● Exercise directions: Transcribe, word for word, every line from the one containing "Pick out the water" through the final line of the records, and omit the pictures.

● Supplied records:
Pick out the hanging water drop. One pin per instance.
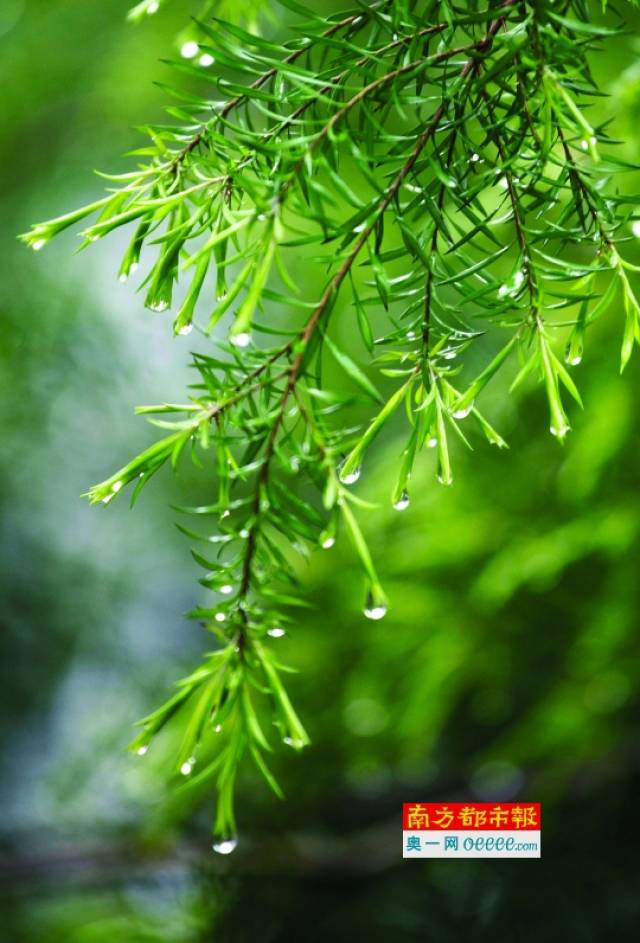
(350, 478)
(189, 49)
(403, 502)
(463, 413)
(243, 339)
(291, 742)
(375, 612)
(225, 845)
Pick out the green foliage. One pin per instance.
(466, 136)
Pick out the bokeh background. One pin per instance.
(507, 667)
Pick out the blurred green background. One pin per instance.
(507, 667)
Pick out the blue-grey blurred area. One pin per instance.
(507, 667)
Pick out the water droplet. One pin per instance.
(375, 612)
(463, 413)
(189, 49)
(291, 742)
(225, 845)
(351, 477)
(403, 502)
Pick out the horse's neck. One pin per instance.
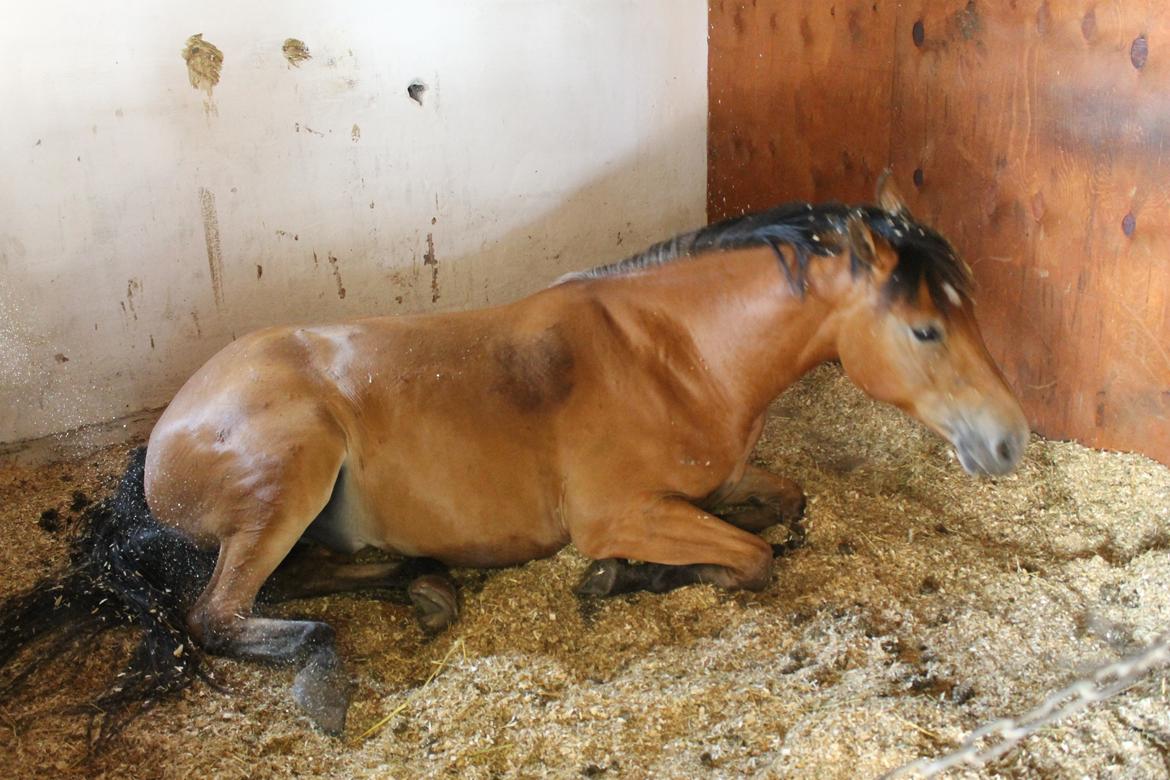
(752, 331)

● Result below:
Pick out the water droplet. One pin per instance.
(375, 612)
(463, 413)
(189, 49)
(291, 742)
(225, 845)
(351, 477)
(403, 502)
Pick out the horse's neck. One pin per instance.
(752, 331)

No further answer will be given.